Segment Open

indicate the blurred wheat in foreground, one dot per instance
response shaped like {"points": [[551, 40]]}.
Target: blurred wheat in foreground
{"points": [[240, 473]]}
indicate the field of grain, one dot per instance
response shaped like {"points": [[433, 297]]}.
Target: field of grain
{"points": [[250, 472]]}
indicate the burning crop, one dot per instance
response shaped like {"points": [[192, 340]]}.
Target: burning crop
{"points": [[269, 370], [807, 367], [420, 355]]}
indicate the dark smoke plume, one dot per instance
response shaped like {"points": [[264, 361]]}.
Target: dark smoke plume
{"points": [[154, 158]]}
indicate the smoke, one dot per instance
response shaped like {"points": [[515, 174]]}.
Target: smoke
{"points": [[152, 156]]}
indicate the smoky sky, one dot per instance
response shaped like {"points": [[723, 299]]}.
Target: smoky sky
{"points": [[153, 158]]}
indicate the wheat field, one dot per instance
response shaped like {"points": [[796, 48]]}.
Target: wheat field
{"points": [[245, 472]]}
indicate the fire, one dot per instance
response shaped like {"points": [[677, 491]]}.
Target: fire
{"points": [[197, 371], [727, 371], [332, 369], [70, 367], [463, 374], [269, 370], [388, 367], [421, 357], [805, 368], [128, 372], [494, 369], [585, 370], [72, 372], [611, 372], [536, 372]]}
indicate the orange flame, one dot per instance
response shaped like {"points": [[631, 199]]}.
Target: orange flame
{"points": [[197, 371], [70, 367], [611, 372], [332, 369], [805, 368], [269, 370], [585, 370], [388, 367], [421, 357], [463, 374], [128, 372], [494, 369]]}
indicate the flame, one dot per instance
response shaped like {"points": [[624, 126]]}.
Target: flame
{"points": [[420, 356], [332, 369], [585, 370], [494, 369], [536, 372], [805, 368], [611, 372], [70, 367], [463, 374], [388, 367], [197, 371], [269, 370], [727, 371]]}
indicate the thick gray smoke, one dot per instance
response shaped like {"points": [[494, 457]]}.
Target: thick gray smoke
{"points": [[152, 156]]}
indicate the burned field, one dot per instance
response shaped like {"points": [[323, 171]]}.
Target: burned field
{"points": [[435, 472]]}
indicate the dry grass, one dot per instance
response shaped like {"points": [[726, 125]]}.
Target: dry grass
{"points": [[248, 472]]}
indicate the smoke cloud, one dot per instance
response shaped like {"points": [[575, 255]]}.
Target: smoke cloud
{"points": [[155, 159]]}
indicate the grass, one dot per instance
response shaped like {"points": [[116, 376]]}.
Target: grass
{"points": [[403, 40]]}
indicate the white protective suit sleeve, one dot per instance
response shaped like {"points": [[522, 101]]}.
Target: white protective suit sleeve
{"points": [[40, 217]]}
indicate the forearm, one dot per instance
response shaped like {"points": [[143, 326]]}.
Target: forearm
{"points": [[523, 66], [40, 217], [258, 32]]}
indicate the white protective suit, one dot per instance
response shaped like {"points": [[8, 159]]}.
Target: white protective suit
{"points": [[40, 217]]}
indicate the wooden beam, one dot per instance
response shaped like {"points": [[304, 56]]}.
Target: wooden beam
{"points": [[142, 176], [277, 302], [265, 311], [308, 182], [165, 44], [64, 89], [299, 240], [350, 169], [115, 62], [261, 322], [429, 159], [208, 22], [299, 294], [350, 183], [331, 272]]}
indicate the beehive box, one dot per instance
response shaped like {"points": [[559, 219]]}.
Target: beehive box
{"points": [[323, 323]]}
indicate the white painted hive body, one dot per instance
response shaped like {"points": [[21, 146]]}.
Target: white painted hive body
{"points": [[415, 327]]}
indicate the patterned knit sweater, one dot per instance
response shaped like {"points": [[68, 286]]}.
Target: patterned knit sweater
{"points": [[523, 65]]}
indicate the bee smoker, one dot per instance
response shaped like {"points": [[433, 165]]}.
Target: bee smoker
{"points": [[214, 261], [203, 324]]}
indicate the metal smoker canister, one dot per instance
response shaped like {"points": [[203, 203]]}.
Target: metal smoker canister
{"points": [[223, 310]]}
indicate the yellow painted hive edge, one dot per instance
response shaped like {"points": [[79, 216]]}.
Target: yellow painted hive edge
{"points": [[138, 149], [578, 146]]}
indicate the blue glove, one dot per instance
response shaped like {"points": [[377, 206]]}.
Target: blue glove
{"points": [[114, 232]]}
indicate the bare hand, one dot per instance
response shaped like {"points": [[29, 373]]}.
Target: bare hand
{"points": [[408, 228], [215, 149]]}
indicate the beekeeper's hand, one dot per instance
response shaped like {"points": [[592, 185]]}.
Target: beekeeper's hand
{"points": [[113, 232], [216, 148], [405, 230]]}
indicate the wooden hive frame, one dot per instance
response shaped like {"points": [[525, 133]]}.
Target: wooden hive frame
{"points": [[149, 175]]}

Segment Closed

Write out, please, all of the material above exactly as written.

* Solution:
indicate the blurred wheat in foreground, one dot per instance
response shaped like {"points": [[551, 40]]}.
Target: blurred wheat in foreground
{"points": [[240, 473]]}
indicate the field of grain, one dot per instance
response shaped like {"points": [[433, 297]]}.
Target: field of grain
{"points": [[250, 472]]}
indicate the burning crop, one dot per instance
response shaped like {"points": [[192, 340]]}.
Target: burning crop
{"points": [[269, 370], [807, 367], [420, 355]]}
indicate the dark smoke plume, one dot per instance
response shaped like {"points": [[264, 361]]}.
Target: dark smoke plume
{"points": [[154, 158]]}
indicate the smoke, one dot per instance
response shaped like {"points": [[515, 174]]}.
Target: smoke
{"points": [[152, 156]]}
indicate the smoky sky, one dot per instance
response shaped like {"points": [[723, 299]]}.
Target: smoky sky
{"points": [[153, 158]]}
indicate the wheat field, one dot per instance
response shaped like {"points": [[796, 48]]}.
Target: wheat field
{"points": [[245, 472]]}
indicate the fire, one dot per instance
response shaped like {"points": [[677, 491]]}.
Target: fire
{"points": [[197, 371], [727, 371], [332, 369], [70, 367], [463, 374], [269, 370], [388, 367], [421, 357], [805, 368], [128, 372], [494, 369], [585, 370], [72, 372], [611, 372], [536, 372]]}
indicate the orange flame, one dot per instance
response shaped like {"points": [[631, 199]]}.
Target: orange flame
{"points": [[197, 371], [70, 367], [611, 372], [332, 369], [805, 368], [269, 370], [585, 370], [388, 367], [421, 357], [463, 374], [128, 372], [494, 369]]}
indicate the flame, one dot per instance
response shaped like {"points": [[624, 126]]}.
Target: flame
{"points": [[420, 356], [332, 369], [585, 370], [494, 369], [536, 372], [805, 368], [611, 372], [70, 367], [463, 374], [388, 367], [197, 371], [269, 370], [727, 371]]}
indicate the thick gray smoke, one dot per instance
response shaped like {"points": [[494, 457]]}.
Target: thick gray smoke
{"points": [[152, 156]]}
indicate the burned field, one dot per instance
response shaped like {"points": [[323, 171]]}.
Target: burned field
{"points": [[435, 472]]}
indicate the dry grass, one dot per instance
response shaped like {"points": [[726, 125]]}.
Target: dry grass
{"points": [[248, 472]]}
indicate the smoke cloud, one dot per instance
response shaped like {"points": [[575, 255]]}.
Target: smoke cloud
{"points": [[155, 159]]}
indicate the grass, one dot per instance
response shaped like {"points": [[116, 376]]}.
Target: grass
{"points": [[403, 40]]}
indicate the white protective suit sleeve, one dot per instance
response shaped like {"points": [[522, 101]]}.
Target: white protective suit sleeve
{"points": [[40, 217]]}
indicate the forearm, one dot per instance
response shaped like {"points": [[143, 326]]}.
Target: forearm
{"points": [[523, 66], [40, 217], [258, 32]]}
indicate the white protective suit, one dot per instance
response shaped like {"points": [[8, 159]]}.
Target: white protective suit
{"points": [[40, 217]]}
indicate the wooden beam, one dot per instance
response shaped like {"points": [[304, 56]]}.
Target: wooden beam
{"points": [[142, 176], [277, 302], [265, 311], [308, 182], [165, 44], [64, 89], [299, 240], [350, 169], [115, 62], [261, 322], [429, 159], [208, 22], [299, 294], [350, 183], [331, 272]]}
indicate the beehive box, one dot per instance
response shaped like {"points": [[559, 219]]}.
Target: beehive box
{"points": [[323, 323]]}
indicate the white painted hive body, one dot per instance
response shaped like {"points": [[21, 146]]}.
Target: white painted hive body
{"points": [[415, 327]]}
indicate the patterned knit sweater, one dot per instance
response shaped like {"points": [[68, 286]]}.
Target: patterned knit sweater
{"points": [[523, 65]]}
indicate the bee smoker, one dot per instance
response shaped like {"points": [[433, 165]]}.
Target: bee smoker
{"points": [[214, 261], [203, 324]]}
indicate the metal smoker canister, one dot per instance
response shaped like {"points": [[203, 203]]}.
Target: metal smoker canister
{"points": [[223, 310]]}
indicate the yellow painted hive edge, one dot per instance
response shaped like {"points": [[79, 216]]}.
Target: yellow painted hive edge
{"points": [[138, 149], [578, 146]]}
indicate the blue glove, one dot per instance
response shaped like {"points": [[377, 206]]}.
Target: blue glove
{"points": [[114, 232]]}
indicate the bare hand, one dot per instance
response shaped like {"points": [[29, 373]]}.
Target: bare hand
{"points": [[408, 228], [215, 149]]}
indicate the beekeeper's hand, one dot per instance
response shaped like {"points": [[592, 185]]}.
Target: beekeeper's hand
{"points": [[113, 232], [216, 148], [405, 230]]}
indicate the wooden hive frame, one dot per instance
response shaped like {"points": [[525, 133]]}.
Target: wooden hive frame
{"points": [[149, 175]]}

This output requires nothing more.